» **MATERIAL PROVIDED**
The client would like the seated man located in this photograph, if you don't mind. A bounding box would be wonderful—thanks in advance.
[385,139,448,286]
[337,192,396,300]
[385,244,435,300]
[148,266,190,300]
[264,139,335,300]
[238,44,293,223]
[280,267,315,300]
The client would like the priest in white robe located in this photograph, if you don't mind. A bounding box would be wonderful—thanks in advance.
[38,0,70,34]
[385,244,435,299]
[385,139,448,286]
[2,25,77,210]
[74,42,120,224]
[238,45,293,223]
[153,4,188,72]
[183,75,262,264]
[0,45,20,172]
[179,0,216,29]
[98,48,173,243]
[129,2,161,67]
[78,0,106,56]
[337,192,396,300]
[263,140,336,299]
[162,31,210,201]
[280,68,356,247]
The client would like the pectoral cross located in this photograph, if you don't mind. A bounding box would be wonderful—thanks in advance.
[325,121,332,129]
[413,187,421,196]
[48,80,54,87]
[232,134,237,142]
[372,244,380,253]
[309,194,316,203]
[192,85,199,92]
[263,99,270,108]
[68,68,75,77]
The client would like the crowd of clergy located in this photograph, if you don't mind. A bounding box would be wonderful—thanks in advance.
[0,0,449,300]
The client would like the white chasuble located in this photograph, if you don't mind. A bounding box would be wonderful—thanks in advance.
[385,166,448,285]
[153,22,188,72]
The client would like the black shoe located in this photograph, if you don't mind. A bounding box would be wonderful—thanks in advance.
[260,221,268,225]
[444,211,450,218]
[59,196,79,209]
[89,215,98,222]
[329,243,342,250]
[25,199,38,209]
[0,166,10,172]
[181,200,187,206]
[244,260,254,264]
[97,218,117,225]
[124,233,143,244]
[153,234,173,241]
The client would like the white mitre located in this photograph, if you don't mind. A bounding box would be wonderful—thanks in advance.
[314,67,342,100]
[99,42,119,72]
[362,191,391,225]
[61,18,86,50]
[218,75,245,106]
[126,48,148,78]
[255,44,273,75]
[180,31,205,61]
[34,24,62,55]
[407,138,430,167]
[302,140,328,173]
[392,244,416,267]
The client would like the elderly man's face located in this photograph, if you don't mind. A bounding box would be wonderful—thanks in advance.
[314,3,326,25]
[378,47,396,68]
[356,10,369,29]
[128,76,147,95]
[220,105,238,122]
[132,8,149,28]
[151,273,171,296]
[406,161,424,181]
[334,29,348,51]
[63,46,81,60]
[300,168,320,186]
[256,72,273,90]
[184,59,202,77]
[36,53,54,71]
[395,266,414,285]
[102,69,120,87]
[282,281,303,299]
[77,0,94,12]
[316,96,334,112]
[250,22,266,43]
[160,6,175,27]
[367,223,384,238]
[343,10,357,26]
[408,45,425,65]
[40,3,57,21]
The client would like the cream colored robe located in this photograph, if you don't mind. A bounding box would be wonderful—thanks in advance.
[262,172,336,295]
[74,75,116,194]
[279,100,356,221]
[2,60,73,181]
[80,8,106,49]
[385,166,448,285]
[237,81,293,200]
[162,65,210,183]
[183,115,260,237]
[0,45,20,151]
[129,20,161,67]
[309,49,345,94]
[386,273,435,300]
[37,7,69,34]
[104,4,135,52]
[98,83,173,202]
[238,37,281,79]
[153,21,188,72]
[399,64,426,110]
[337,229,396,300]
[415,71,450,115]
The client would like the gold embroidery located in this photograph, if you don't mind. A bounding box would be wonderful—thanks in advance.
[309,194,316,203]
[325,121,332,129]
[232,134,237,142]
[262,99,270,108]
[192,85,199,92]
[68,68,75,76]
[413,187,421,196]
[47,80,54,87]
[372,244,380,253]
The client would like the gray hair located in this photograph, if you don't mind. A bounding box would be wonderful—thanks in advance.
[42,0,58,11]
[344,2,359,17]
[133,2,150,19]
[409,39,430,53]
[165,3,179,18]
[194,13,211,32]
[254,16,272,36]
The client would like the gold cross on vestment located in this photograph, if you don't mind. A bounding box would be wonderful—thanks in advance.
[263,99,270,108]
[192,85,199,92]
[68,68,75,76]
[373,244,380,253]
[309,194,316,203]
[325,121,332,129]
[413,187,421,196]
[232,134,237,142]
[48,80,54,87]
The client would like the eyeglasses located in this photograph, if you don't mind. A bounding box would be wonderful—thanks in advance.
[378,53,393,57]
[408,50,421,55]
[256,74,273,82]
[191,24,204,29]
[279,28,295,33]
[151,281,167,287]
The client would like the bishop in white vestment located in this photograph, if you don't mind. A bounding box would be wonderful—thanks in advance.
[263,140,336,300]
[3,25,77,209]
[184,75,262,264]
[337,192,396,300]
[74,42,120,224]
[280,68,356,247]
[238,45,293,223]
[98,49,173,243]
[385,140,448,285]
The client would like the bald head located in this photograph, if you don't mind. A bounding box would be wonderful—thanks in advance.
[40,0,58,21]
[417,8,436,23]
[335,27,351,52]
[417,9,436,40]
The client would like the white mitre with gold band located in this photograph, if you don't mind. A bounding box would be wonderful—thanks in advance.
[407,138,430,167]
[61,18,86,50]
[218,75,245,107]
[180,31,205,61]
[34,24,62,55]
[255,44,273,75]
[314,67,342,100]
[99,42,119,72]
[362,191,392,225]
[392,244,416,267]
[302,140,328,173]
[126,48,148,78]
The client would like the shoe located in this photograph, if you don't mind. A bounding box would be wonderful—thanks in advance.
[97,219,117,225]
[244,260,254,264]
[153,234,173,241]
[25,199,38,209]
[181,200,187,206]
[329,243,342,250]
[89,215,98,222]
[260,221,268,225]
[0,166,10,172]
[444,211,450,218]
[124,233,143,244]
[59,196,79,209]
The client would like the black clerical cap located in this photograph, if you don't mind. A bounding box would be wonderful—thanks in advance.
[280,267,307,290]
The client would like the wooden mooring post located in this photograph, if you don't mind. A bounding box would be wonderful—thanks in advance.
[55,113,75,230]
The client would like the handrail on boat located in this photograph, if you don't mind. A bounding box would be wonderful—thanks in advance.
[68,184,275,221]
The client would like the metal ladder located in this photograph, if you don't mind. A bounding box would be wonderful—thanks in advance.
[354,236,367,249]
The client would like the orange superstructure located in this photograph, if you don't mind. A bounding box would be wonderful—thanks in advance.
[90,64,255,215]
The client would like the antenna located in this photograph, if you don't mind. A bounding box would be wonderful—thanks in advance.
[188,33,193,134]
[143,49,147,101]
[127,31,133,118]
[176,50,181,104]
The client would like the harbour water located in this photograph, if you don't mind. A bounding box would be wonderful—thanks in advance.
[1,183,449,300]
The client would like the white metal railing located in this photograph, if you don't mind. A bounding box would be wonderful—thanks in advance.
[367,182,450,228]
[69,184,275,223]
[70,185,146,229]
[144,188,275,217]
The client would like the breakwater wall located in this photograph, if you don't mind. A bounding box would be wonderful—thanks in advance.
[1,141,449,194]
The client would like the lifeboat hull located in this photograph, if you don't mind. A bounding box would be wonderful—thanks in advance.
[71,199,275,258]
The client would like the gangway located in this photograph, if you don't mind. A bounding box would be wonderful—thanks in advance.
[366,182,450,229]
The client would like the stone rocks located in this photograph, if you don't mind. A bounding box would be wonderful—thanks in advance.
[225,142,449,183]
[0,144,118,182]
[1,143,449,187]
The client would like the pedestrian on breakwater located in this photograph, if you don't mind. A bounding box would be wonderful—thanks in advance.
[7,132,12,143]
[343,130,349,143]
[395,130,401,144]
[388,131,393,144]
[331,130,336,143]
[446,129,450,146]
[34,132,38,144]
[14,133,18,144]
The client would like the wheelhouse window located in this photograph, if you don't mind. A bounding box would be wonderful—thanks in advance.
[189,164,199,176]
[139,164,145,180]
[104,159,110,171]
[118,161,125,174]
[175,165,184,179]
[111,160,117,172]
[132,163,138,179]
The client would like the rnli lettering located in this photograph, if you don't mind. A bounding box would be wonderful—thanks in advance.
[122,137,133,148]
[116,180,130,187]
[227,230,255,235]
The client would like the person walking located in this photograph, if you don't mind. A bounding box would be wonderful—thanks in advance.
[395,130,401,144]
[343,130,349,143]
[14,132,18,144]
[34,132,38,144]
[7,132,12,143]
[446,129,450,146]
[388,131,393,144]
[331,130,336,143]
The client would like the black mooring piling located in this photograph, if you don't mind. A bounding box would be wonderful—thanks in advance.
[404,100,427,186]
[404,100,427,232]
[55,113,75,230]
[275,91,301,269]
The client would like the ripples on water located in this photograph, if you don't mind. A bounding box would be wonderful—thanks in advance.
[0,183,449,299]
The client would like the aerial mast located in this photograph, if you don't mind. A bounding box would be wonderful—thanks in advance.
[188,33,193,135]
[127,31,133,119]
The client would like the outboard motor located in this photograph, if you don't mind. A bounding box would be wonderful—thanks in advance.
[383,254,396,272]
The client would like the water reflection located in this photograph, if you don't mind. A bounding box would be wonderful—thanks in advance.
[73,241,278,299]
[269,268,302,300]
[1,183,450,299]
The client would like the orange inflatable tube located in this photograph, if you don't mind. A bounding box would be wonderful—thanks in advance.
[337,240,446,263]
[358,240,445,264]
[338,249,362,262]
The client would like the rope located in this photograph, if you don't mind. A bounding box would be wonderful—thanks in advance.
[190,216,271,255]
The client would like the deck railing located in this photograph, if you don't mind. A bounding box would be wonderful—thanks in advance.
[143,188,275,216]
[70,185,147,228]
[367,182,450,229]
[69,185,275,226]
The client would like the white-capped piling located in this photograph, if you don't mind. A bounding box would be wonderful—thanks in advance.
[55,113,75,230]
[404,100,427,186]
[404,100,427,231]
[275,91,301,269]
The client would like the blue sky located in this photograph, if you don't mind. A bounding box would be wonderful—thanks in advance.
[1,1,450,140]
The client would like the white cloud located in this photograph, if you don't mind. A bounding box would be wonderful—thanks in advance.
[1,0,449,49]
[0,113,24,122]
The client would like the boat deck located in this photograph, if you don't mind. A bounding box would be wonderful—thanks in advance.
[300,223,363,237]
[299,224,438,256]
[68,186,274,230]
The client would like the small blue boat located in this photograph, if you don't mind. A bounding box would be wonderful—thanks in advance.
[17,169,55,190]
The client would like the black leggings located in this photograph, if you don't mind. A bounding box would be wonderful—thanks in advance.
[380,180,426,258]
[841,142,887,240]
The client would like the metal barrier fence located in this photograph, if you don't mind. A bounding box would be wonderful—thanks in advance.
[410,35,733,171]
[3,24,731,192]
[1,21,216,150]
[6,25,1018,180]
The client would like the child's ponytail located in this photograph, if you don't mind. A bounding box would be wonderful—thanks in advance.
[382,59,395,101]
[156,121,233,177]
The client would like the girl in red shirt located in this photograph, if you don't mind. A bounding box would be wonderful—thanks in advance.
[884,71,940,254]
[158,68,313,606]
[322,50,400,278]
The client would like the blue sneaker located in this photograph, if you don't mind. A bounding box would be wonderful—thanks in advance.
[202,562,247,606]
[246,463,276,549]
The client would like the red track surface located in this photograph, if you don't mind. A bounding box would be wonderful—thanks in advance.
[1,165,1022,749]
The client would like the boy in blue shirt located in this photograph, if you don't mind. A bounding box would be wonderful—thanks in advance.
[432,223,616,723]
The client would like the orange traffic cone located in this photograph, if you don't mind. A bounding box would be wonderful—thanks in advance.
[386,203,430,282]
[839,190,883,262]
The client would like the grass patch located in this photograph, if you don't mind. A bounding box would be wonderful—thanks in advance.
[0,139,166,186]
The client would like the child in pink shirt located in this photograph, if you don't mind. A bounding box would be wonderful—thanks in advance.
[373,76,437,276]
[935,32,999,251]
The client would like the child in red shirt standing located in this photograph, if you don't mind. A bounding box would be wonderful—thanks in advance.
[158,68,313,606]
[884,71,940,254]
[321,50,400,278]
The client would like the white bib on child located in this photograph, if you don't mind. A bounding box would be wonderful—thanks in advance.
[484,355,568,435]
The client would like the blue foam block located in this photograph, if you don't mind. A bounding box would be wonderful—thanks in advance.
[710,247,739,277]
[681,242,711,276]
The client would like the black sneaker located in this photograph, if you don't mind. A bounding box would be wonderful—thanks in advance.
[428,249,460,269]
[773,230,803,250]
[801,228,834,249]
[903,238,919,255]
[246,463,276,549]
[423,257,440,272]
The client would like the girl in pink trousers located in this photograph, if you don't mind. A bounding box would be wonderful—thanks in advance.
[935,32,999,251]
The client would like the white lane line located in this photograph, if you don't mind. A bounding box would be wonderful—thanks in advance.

» **WHAT THIS TASK INVOLVES**
Your reply must contain the line with "The client would like the girl in pink" and each later line of the material, word for word, and nothing else.

» **WRITTEN ANSWER**
The client would like the girl in pink trousers located in this photograph, if you don't mind. A bounding box would be wonderful—thanks in advance.
[935,32,999,251]
The client would like the white lane line located in this photograph, if you don't mind. A bounding box would be wonderful—thanks in advance.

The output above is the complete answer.